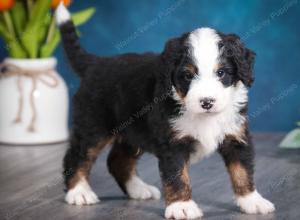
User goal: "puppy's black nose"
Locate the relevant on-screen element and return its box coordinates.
[200,98,216,110]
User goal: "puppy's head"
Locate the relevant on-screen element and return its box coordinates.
[162,28,255,114]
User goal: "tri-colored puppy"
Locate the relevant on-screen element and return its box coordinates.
[56,4,275,219]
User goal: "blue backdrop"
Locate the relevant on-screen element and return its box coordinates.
[0,0,300,131]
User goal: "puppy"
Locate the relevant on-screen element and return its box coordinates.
[56,4,275,219]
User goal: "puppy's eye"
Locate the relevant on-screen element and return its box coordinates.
[217,69,226,78]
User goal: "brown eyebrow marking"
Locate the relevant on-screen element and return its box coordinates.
[214,63,224,72]
[185,64,197,75]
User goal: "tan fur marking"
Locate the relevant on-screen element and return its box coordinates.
[228,162,254,196]
[68,138,113,189]
[164,164,192,205]
[185,64,197,75]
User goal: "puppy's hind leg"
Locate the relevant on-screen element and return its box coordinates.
[107,140,160,199]
[219,138,275,214]
[63,132,111,205]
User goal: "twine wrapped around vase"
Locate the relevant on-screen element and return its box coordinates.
[0,63,58,132]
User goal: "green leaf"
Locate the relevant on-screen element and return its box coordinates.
[11,1,26,37]
[0,19,27,58]
[39,13,52,43]
[21,0,51,58]
[279,128,300,148]
[41,30,60,57]
[72,7,96,26]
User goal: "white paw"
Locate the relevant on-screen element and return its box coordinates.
[126,176,160,199]
[65,179,99,205]
[237,190,275,214]
[165,200,203,219]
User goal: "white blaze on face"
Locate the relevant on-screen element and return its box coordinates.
[185,28,233,113]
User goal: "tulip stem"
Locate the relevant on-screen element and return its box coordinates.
[46,15,56,43]
[3,11,16,38]
[27,0,33,18]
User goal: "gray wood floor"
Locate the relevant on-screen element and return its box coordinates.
[0,134,300,220]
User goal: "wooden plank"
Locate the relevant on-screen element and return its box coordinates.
[0,134,300,220]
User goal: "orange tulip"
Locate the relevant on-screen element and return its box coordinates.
[51,0,71,9]
[0,0,16,11]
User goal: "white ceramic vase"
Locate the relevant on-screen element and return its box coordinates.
[0,58,69,145]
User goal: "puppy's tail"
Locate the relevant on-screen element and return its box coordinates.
[55,1,98,77]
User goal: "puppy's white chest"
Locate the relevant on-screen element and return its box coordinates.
[171,112,245,162]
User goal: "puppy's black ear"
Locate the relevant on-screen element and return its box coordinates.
[221,34,255,87]
[161,33,188,72]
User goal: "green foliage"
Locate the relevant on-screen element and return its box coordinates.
[41,8,96,57]
[0,0,95,58]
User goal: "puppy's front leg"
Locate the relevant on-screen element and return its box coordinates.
[219,137,275,214]
[159,152,203,219]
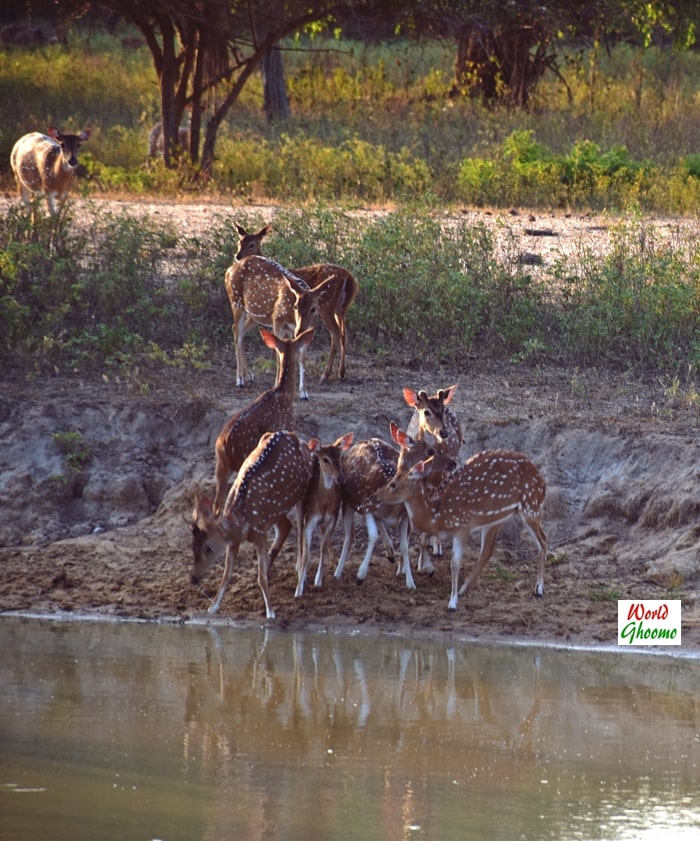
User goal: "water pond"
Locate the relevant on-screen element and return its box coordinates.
[0,617,700,841]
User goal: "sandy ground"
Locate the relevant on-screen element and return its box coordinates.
[0,197,700,650]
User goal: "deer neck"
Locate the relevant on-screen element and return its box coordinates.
[404,479,440,534]
[274,353,296,396]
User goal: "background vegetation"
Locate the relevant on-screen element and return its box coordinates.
[0,26,700,394]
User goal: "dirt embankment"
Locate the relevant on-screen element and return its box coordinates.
[0,199,700,648]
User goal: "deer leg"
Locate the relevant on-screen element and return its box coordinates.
[299,348,309,400]
[335,315,347,380]
[207,544,238,613]
[333,503,355,579]
[214,448,230,514]
[459,523,503,595]
[379,520,400,564]
[294,514,321,598]
[251,526,274,619]
[321,314,340,383]
[314,517,335,587]
[233,308,255,388]
[447,535,462,610]
[266,514,292,569]
[399,517,416,590]
[418,532,435,575]
[357,514,386,584]
[523,517,547,596]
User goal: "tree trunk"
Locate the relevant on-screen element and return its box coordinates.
[451,26,552,108]
[261,42,290,122]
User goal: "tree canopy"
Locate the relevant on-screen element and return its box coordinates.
[4,0,700,175]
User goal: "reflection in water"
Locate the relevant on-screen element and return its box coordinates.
[0,617,700,841]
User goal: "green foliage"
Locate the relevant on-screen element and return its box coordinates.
[51,431,92,481]
[0,203,700,378]
[0,31,700,213]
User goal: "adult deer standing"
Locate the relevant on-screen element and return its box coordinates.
[376,440,547,610]
[403,385,464,573]
[214,327,315,514]
[10,126,90,215]
[234,222,360,382]
[190,430,313,619]
[224,251,333,400]
[335,424,432,590]
[294,432,353,597]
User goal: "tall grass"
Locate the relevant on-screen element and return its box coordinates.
[0,206,700,379]
[0,31,700,214]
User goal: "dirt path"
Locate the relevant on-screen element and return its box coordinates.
[0,199,700,648]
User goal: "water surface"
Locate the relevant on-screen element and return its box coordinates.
[0,617,700,841]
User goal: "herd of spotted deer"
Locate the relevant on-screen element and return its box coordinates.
[11,123,547,619]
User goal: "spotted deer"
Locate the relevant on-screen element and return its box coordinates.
[190,430,313,619]
[335,422,432,590]
[10,126,90,216]
[234,222,360,382]
[294,432,354,597]
[214,327,315,514]
[224,255,333,400]
[375,450,547,611]
[403,385,464,573]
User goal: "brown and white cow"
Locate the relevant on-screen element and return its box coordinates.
[10,126,90,214]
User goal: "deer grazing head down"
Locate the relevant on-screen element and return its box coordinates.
[10,126,90,215]
[294,432,354,597]
[224,256,333,400]
[190,430,313,619]
[234,222,360,382]
[214,327,315,514]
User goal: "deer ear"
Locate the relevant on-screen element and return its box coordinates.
[296,327,316,347]
[192,485,214,523]
[389,421,412,447]
[260,327,279,350]
[439,383,457,405]
[409,461,425,478]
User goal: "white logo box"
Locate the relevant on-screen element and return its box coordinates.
[617,599,681,645]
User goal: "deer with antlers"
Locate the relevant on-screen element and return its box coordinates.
[224,251,333,400]
[294,432,354,597]
[375,440,547,610]
[190,430,313,619]
[214,327,315,514]
[234,222,360,382]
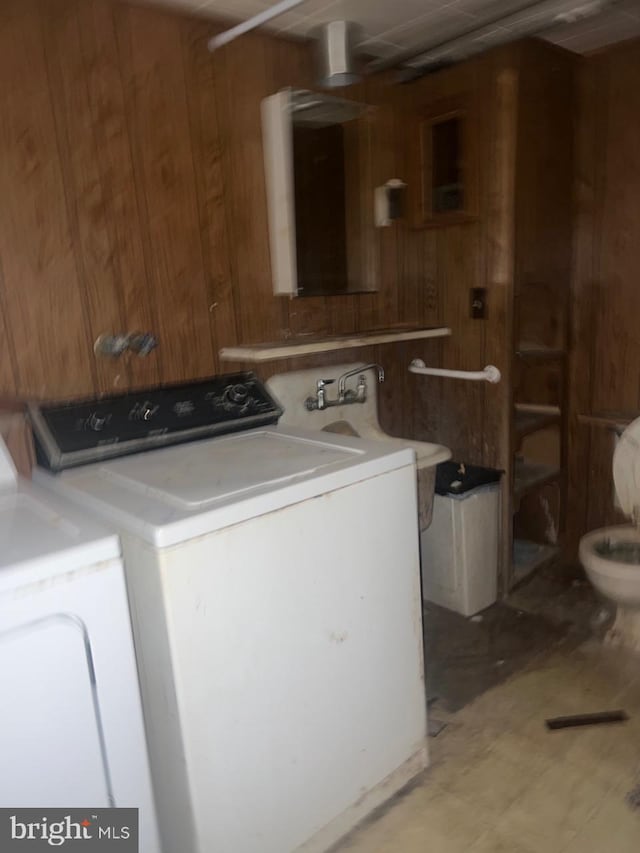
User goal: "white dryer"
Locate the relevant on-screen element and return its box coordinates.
[32,374,427,853]
[0,439,160,853]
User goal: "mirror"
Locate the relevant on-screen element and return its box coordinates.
[262,89,377,296]
[431,116,465,214]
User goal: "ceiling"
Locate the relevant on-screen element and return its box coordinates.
[156,0,640,59]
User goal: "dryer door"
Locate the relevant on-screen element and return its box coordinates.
[0,608,110,808]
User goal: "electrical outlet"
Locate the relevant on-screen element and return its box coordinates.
[469,287,487,320]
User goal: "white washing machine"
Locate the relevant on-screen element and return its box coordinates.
[0,439,160,853]
[32,374,427,853]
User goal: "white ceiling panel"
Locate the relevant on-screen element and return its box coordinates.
[149,0,640,59]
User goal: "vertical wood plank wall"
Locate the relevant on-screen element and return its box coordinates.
[569,36,640,552]
[0,0,576,502]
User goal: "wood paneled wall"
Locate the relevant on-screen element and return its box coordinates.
[569,36,640,554]
[0,0,576,500]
------------------------------------
__Stated task__: Reproduce the rows word for word, from the start of the rows through the line containing "[72,7,96,26]". Leave the pictures out.

__Right answer__:
User goal: "puppy's black nose"
Locate the relevant on-screen element and return its box coordinates.
[200,98,216,110]
User goal: "puppy's head"
Locate the relevant on-screen element and return its box coordinates.
[162,28,255,114]
User goal: "tri-colored puppy"
Locate the relevant on-screen element and return its box coordinates.
[56,4,275,219]
User goal: "blue backdrop"
Locate the relevant on-screen element and return its box coordinates.
[0,0,300,131]
User goal: "puppy"
Locate the relevant on-screen element and return its box coordinates.
[56,4,275,219]
User goal: "puppy's eye"
Locate the relevant on-screen element and return its box coordinates.
[217,69,226,78]
User goal: "brown eyebrow marking"
Locate the relevant on-screen element and return its box coordinates.
[214,63,224,72]
[185,64,197,75]
User goal: "tan fur marking"
Locate the relevant on-screen element and return its box coordinates.
[228,162,254,196]
[68,138,113,189]
[164,164,192,205]
[185,64,197,75]
User goal: "puppy's hind leg"
Locate the relevant on-screen element and return its box coordinates.
[107,140,160,199]
[219,138,275,214]
[63,132,111,205]
User goal: "twine wrapped around vase"
Locate the relevant on-screen element and return its box coordinates.
[0,63,58,132]
User goal: "green leaf"
Locate the relevant on-screen element and return its box coordinates.
[11,1,26,37]
[0,19,27,58]
[39,13,52,43]
[21,0,51,58]
[279,128,300,148]
[41,30,60,57]
[72,7,96,26]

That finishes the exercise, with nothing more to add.